◆ **PROVIDED PASSAGE**:
+++

Three-year-olds are curious, creative, and independent. But they can also be a handful. Mighty Mommy has 5 tips to help you embrace this challenging stage of toddlerhood.
Tip #3: Distract and Re-Engage
When your spirited 3-year-old decides he’d rather grab fistfuls of Grandma’s gravel driveway to throw in the air than throw the ball around, take advantage of this opportunity. Instead of flying off the handle and yelling at him, use a controlled voice to let him know that the rocks need to stay in the driveway so the cars will have a place to park.
See also: 5 Ways to Connect With Your Preschooler
Because you’re talking to him in a calm voice, he’ll be more apt to listen to you when you suggest that he and Grandma go check out her garden to see if any frogs are hiding in the flowers. By distracting and re-engaging him you are avoiding a power-struggle over his desire to play with those awesome rocks that are just calling his name.

+++

◆ **STORED ROWS**:
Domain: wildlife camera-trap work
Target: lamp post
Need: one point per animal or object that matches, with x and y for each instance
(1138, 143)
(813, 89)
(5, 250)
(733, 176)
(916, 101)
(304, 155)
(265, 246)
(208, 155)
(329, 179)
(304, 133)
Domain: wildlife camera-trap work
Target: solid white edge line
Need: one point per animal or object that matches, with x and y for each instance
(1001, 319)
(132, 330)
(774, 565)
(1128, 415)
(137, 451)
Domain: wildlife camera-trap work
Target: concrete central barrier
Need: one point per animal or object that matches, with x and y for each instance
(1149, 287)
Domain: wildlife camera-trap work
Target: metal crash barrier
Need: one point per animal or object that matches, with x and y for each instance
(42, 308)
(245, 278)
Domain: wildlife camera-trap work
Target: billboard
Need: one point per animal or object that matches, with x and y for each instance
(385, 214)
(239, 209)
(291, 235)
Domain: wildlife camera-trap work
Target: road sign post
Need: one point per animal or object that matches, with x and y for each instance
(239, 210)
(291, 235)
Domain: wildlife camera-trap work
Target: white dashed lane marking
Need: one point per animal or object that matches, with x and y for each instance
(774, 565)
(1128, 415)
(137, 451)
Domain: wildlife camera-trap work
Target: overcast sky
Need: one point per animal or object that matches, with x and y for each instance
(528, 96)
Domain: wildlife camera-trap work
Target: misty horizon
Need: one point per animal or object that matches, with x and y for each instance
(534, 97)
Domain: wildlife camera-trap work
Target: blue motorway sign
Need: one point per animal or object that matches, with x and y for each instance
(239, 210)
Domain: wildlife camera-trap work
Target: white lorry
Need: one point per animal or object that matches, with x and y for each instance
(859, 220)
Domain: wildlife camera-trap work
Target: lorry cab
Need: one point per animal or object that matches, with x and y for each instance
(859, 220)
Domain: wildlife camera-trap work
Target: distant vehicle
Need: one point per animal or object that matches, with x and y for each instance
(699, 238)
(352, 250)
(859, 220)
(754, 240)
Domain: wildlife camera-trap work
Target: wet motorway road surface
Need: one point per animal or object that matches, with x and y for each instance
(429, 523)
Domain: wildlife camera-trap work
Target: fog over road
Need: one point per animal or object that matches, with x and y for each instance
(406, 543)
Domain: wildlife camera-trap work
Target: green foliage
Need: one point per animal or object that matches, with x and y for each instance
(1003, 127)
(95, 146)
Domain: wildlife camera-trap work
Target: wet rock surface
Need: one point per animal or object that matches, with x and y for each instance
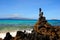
(42, 31)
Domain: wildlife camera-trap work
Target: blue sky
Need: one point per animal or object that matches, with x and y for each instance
(30, 8)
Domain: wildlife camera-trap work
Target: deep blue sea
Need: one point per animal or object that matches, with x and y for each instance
(22, 24)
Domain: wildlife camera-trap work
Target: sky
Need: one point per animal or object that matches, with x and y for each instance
(29, 8)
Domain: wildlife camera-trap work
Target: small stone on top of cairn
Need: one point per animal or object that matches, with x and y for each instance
(42, 22)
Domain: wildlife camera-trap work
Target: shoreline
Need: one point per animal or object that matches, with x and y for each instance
(13, 33)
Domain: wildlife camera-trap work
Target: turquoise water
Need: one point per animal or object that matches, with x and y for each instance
(22, 24)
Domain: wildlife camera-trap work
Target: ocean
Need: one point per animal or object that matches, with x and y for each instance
(10, 25)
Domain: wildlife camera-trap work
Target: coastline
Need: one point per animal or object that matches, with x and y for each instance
(13, 33)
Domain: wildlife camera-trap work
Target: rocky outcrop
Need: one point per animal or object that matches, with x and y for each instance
(42, 31)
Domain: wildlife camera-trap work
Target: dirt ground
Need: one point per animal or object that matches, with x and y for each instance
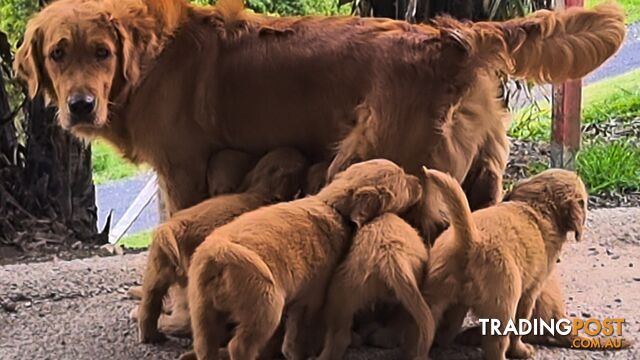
(79, 309)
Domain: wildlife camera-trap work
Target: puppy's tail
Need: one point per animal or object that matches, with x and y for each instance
(456, 203)
(399, 277)
(547, 46)
(219, 254)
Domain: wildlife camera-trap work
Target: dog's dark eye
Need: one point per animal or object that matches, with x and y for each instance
(102, 53)
(57, 54)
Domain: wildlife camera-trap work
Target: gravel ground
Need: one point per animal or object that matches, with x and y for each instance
(79, 309)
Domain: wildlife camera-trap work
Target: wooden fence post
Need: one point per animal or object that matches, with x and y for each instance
(567, 100)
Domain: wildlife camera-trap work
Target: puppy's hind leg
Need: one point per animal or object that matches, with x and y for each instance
(499, 303)
(518, 349)
(342, 303)
(256, 326)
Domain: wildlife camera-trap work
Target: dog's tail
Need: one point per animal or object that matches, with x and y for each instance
(398, 276)
(456, 203)
(164, 238)
(547, 46)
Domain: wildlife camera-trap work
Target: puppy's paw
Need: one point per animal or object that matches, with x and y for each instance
(151, 337)
(174, 325)
(188, 356)
(385, 338)
(521, 350)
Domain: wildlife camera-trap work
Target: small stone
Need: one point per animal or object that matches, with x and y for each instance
(8, 306)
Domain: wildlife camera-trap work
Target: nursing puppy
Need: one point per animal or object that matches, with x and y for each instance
(386, 262)
(278, 176)
(283, 255)
(496, 260)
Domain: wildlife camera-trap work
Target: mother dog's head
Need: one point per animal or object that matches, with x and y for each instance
(83, 55)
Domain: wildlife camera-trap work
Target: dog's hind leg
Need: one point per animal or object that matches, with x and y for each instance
(158, 276)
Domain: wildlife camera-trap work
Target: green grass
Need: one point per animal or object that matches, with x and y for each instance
(631, 8)
(108, 165)
(614, 98)
(611, 166)
(137, 241)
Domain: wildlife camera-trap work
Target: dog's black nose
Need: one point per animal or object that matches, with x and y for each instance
(81, 106)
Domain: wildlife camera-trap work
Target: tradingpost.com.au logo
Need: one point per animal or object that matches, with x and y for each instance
(611, 328)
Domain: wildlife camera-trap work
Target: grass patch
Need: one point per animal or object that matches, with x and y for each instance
(137, 241)
(611, 166)
(108, 165)
(631, 8)
(614, 98)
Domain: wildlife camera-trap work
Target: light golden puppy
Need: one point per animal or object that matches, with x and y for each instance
(386, 262)
(284, 255)
(496, 260)
(278, 176)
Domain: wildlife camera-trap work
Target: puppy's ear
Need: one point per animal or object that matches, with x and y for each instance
(365, 204)
(29, 62)
(575, 217)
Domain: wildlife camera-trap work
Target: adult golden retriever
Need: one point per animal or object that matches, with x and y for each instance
(170, 84)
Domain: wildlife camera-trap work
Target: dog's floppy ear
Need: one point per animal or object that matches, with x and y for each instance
(129, 52)
(365, 204)
(575, 216)
(29, 62)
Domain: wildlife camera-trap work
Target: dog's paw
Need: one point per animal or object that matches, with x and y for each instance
(521, 350)
(135, 292)
(133, 314)
(151, 337)
(191, 355)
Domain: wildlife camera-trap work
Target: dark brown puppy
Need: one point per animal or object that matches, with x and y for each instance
(495, 261)
(278, 176)
(284, 255)
(386, 262)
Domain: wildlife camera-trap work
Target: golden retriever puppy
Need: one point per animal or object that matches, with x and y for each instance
(386, 262)
(226, 171)
(278, 176)
(495, 261)
(283, 256)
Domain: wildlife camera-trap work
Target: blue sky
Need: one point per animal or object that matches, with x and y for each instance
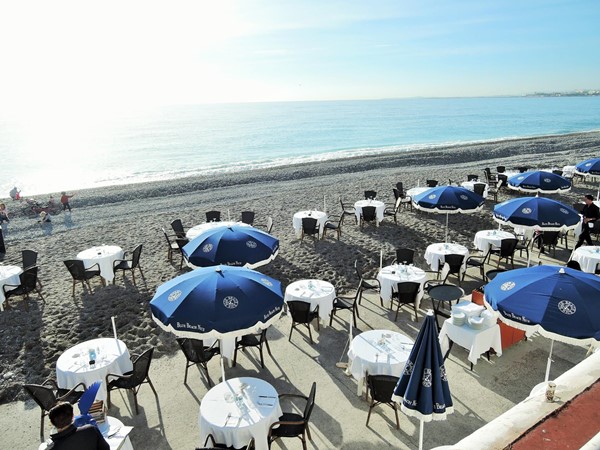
(156, 52)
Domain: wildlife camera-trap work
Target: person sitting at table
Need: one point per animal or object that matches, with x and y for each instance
(70, 437)
(590, 213)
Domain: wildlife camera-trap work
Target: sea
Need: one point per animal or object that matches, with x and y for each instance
(54, 150)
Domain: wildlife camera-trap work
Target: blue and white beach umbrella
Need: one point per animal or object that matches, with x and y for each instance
(539, 181)
(588, 167)
(423, 389)
(233, 246)
(448, 200)
(558, 302)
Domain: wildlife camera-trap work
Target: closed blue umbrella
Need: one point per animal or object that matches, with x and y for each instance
(448, 200)
(558, 302)
(423, 389)
(539, 181)
(233, 246)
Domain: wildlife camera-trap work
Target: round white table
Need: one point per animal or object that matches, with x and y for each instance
(390, 276)
(490, 238)
(470, 186)
(72, 367)
(316, 292)
(435, 253)
(238, 410)
(199, 229)
(8, 275)
(378, 352)
(588, 257)
(379, 208)
(104, 256)
(297, 220)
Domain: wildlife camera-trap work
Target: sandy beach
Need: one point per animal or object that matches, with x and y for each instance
(31, 342)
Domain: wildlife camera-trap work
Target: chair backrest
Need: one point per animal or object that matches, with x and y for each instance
(382, 387)
(177, 226)
(300, 311)
(368, 213)
(479, 188)
(405, 255)
(29, 258)
(213, 216)
(248, 217)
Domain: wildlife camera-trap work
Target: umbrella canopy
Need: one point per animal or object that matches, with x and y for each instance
(215, 302)
(233, 246)
(539, 181)
(448, 200)
(588, 167)
(537, 213)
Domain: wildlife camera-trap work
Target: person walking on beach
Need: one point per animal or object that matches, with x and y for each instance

+++

◆ **WHAT YOU NEED TO DO**:
(1) Reproduce the part of the passage on three-year-olds starting at "Three-year-olds are curious, creative, and" and ending at "stage of toddlerhood.".
(2) What is the name of Tip #3 in the passage on three-year-olds?

◆ **SOLUTIONS IN ORDER**:
(1)
Three-year-olds are curious, creative, and independent. But they can also be a handful. Mighty Mommy has 5 tips to help you embrace this challenging stage of toddlerhood.

(2) Distract and Re-Engage